> _Aim of the task_
Reproduce the listing below exactly, from its first line up to and including the line with "[0,653,852,683]", and leave the pictures out of your copy.

> _Data in this exercise_
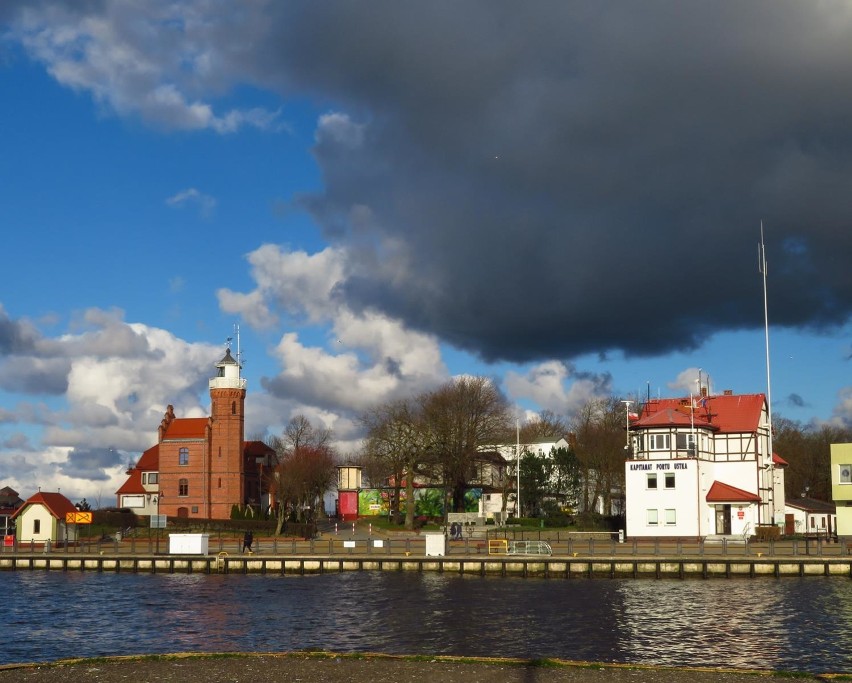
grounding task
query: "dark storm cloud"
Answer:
[255,1,852,360]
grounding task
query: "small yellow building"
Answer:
[831,443,852,540]
[14,491,77,544]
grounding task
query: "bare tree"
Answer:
[423,377,511,515]
[772,416,852,501]
[572,396,626,514]
[362,399,428,529]
[269,415,336,534]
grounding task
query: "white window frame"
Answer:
[648,434,672,451]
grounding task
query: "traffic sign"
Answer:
[65,512,92,524]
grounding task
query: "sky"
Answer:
[0,0,852,506]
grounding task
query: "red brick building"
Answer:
[116,349,275,519]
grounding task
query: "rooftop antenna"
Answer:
[758,221,775,524]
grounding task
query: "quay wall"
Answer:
[0,552,852,579]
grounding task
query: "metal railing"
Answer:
[0,533,852,558]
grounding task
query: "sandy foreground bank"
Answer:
[0,653,852,683]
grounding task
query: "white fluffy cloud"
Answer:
[10,0,282,134]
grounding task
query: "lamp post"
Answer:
[622,401,633,451]
[515,419,521,522]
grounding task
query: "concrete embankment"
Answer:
[0,652,849,683]
[0,552,852,579]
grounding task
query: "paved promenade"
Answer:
[0,653,840,683]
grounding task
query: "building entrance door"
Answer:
[716,505,731,536]
[784,513,796,536]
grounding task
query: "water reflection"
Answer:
[0,572,852,672]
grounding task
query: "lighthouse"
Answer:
[209,347,246,519]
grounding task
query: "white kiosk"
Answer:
[169,534,210,555]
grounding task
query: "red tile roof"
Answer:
[12,491,77,520]
[707,481,760,503]
[135,444,160,472]
[631,394,766,433]
[163,417,210,440]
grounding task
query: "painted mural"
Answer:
[358,488,482,517]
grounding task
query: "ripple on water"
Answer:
[0,572,852,672]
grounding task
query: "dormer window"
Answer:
[648,434,671,451]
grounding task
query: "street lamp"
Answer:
[622,401,633,451]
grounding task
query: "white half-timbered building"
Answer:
[624,391,786,538]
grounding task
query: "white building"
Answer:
[480,436,569,518]
[624,392,786,538]
[784,496,837,537]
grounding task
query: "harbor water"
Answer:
[0,572,852,673]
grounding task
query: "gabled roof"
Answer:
[134,444,160,472]
[0,486,24,508]
[12,491,77,520]
[630,405,718,429]
[784,498,837,515]
[163,417,210,441]
[630,394,766,433]
[707,481,760,503]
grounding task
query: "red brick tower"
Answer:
[208,348,246,519]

> _Worked answer_
grounding task
query: "dark storm cloud"
Answer:
[255,1,852,360]
grounding task
query: "small yellow building"
Answer:
[831,443,852,540]
[14,491,77,544]
grounding task
query: "bare tree"
Answer:
[423,377,511,515]
[772,416,852,501]
[572,396,626,514]
[362,399,428,529]
[269,415,336,534]
grounding task
query: "white window frame"
Answer:
[648,434,672,451]
grounding task
query: "traffic sign"
Answer:
[65,512,92,524]
grounding task
query: "sky"
Answer:
[0,0,852,506]
grounding task
query: "red brick building"
Answer:
[116,349,275,519]
grounding task
query: "rooftop antenna"
Answer:
[758,221,775,524]
grounding task
query: "quay wall"
Answer:
[0,552,852,579]
grounding task
query: "metal railing"
Answer:
[0,533,852,558]
grounding task
query: "sandy foreground bank"
Answer:
[0,653,852,683]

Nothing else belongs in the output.